● Exercise instructions
Output the span of lines from the one that contains "Task: for the greenhouse-bench survey, tag the grass" through the end of the records, inclusive, exactly as written and free of pictures.

[Photo-based referring expression data]
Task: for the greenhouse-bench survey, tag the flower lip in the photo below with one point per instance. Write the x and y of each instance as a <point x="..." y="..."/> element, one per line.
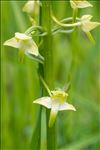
<point x="22" y="36"/>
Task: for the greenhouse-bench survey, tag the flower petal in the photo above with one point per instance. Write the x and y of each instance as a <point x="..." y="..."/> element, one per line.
<point x="88" y="26"/>
<point x="44" y="101"/>
<point x="86" y="17"/>
<point x="32" y="49"/>
<point x="12" y="42"/>
<point x="53" y="113"/>
<point x="22" y="36"/>
<point x="80" y="4"/>
<point x="29" y="7"/>
<point x="83" y="4"/>
<point x="66" y="106"/>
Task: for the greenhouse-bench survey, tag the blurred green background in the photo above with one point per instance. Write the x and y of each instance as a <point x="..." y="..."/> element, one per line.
<point x="78" y="130"/>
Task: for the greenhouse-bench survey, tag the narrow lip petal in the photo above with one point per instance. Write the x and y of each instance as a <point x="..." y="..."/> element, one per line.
<point x="66" y="106"/>
<point x="22" y="36"/>
<point x="33" y="48"/>
<point x="83" y="4"/>
<point x="28" y="7"/>
<point x="53" y="113"/>
<point x="86" y="17"/>
<point x="12" y="42"/>
<point x="44" y="101"/>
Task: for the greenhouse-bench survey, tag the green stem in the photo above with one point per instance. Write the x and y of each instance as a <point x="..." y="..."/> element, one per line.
<point x="48" y="67"/>
<point x="74" y="14"/>
<point x="64" y="24"/>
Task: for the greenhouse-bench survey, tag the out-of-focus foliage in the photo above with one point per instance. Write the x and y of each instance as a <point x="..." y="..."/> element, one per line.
<point x="76" y="59"/>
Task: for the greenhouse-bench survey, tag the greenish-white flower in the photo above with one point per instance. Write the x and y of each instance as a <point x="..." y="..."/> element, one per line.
<point x="24" y="43"/>
<point x="56" y="102"/>
<point x="88" y="25"/>
<point x="32" y="8"/>
<point x="80" y="4"/>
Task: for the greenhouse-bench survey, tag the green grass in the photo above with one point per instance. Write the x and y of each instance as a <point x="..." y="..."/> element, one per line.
<point x="20" y="83"/>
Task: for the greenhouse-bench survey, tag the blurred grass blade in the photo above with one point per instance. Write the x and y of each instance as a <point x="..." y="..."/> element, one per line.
<point x="35" y="142"/>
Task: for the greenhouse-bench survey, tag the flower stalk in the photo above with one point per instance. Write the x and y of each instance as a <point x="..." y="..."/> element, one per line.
<point x="48" y="67"/>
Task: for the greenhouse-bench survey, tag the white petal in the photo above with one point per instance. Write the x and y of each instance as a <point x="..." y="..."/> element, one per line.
<point x="83" y="4"/>
<point x="86" y="17"/>
<point x="12" y="42"/>
<point x="22" y="36"/>
<point x="53" y="113"/>
<point x="32" y="49"/>
<point x="29" y="7"/>
<point x="44" y="101"/>
<point x="66" y="106"/>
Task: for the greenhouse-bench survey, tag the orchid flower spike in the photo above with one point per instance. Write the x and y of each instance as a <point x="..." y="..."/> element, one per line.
<point x="88" y="25"/>
<point x="56" y="102"/>
<point x="24" y="43"/>
<point x="80" y="4"/>
<point x="32" y="8"/>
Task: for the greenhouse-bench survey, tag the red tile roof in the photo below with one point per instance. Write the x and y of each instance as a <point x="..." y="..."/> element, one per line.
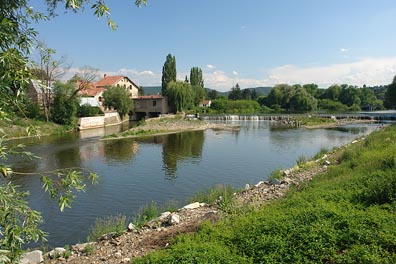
<point x="91" y="92"/>
<point x="108" y="81"/>
<point x="154" y="96"/>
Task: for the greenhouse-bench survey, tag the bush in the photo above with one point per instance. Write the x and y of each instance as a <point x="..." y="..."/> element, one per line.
<point x="110" y="224"/>
<point x="87" y="111"/>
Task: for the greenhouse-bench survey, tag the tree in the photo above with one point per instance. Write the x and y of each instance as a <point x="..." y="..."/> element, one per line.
<point x="49" y="70"/>
<point x="390" y="95"/>
<point x="235" y="93"/>
<point x="118" y="98"/>
<point x="64" y="108"/>
<point x="302" y="101"/>
<point x="212" y="94"/>
<point x="83" y="79"/>
<point x="196" y="78"/>
<point x="168" y="72"/>
<point x="180" y="95"/>
<point x="199" y="94"/>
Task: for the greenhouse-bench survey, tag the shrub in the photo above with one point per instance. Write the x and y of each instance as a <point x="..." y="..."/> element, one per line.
<point x="110" y="224"/>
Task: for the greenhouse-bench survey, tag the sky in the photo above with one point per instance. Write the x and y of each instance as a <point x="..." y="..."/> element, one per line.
<point x="249" y="42"/>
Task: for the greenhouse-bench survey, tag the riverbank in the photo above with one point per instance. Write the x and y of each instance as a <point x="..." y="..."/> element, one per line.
<point x="168" y="125"/>
<point x="332" y="174"/>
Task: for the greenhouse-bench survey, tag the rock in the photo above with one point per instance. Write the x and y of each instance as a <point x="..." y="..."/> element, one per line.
<point x="132" y="228"/>
<point x="126" y="260"/>
<point x="118" y="255"/>
<point x="259" y="183"/>
<point x="193" y="205"/>
<point x="164" y="216"/>
<point x="57" y="252"/>
<point x="173" y="219"/>
<point x="108" y="236"/>
<point x="33" y="257"/>
<point x="275" y="182"/>
<point x="81" y="247"/>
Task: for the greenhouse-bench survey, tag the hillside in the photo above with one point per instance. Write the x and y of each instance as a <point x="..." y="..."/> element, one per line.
<point x="148" y="90"/>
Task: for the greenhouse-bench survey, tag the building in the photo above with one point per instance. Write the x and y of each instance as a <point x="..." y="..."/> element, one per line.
<point x="118" y="81"/>
<point x="205" y="103"/>
<point x="36" y="90"/>
<point x="147" y="106"/>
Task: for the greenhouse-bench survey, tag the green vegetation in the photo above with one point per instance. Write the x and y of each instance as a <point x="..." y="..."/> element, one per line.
<point x="114" y="225"/>
<point x="118" y="98"/>
<point x="346" y="215"/>
<point x="220" y="194"/>
<point x="153" y="210"/>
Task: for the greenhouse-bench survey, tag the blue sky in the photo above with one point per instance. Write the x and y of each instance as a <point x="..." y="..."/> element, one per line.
<point x="250" y="42"/>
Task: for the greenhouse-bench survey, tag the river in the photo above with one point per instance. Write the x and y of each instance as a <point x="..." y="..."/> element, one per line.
<point x="134" y="172"/>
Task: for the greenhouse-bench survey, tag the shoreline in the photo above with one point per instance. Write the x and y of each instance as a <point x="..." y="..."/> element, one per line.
<point x="136" y="243"/>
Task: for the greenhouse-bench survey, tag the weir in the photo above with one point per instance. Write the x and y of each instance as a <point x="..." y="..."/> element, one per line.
<point x="375" y="116"/>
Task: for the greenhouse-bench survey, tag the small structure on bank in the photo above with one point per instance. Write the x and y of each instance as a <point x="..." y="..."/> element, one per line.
<point x="147" y="106"/>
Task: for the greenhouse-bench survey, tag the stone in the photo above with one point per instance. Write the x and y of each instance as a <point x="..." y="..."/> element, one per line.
<point x="126" y="260"/>
<point x="173" y="219"/>
<point x="33" y="257"/>
<point x="57" y="252"/>
<point x="275" y="182"/>
<point x="81" y="247"/>
<point x="108" y="236"/>
<point x="259" y="183"/>
<point x="164" y="216"/>
<point x="132" y="228"/>
<point x="117" y="255"/>
<point x="193" y="205"/>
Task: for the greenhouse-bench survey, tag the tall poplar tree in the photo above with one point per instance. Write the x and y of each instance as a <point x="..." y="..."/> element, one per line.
<point x="196" y="77"/>
<point x="168" y="72"/>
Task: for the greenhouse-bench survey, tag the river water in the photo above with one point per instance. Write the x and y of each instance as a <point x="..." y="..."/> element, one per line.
<point x="134" y="172"/>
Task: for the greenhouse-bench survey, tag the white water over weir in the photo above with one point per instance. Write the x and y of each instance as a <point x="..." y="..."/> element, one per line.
<point x="247" y="117"/>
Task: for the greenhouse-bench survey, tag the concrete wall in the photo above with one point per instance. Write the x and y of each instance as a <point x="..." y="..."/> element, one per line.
<point x="109" y="119"/>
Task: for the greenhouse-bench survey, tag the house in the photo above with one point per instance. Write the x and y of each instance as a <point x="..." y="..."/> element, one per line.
<point x="36" y="90"/>
<point x="205" y="103"/>
<point x="92" y="96"/>
<point x="118" y="81"/>
<point x="150" y="106"/>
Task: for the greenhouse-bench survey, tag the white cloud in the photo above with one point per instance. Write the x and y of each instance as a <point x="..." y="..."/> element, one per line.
<point x="369" y="71"/>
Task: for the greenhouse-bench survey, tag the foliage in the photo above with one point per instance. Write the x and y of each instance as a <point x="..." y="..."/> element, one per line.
<point x="180" y="95"/>
<point x="390" y="94"/>
<point x="196" y="78"/>
<point x="19" y="224"/>
<point x="237" y="106"/>
<point x="343" y="216"/>
<point x="65" y="106"/>
<point x="168" y="73"/>
<point x="147" y="213"/>
<point x="219" y="194"/>
<point x="235" y="93"/>
<point x="115" y="225"/>
<point x="87" y="111"/>
<point x="118" y="98"/>
<point x="199" y="94"/>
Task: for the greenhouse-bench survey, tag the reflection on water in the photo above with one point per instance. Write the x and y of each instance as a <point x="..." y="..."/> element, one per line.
<point x="134" y="172"/>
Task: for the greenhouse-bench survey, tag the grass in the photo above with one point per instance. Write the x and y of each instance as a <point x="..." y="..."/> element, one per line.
<point x="110" y="224"/>
<point x="19" y="127"/>
<point x="346" y="215"/>
<point x="314" y="120"/>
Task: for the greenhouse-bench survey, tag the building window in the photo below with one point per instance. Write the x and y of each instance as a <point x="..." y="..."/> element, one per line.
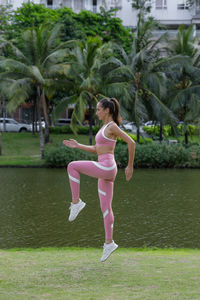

● Answer space
Task: for the greenhouse-bench survey, tag the grass in the photo above with one point per instance. Write the x and y of each instance as a <point x="..." y="..."/> element, one per line.
<point x="110" y="224"/>
<point x="19" y="127"/>
<point x="346" y="215"/>
<point x="314" y="120"/>
Task: for the greenhouse-bench survey, tag the building window in the photo below with one point per instance. Write the x and y of each instance as a <point x="..." y="..."/> element, one per line.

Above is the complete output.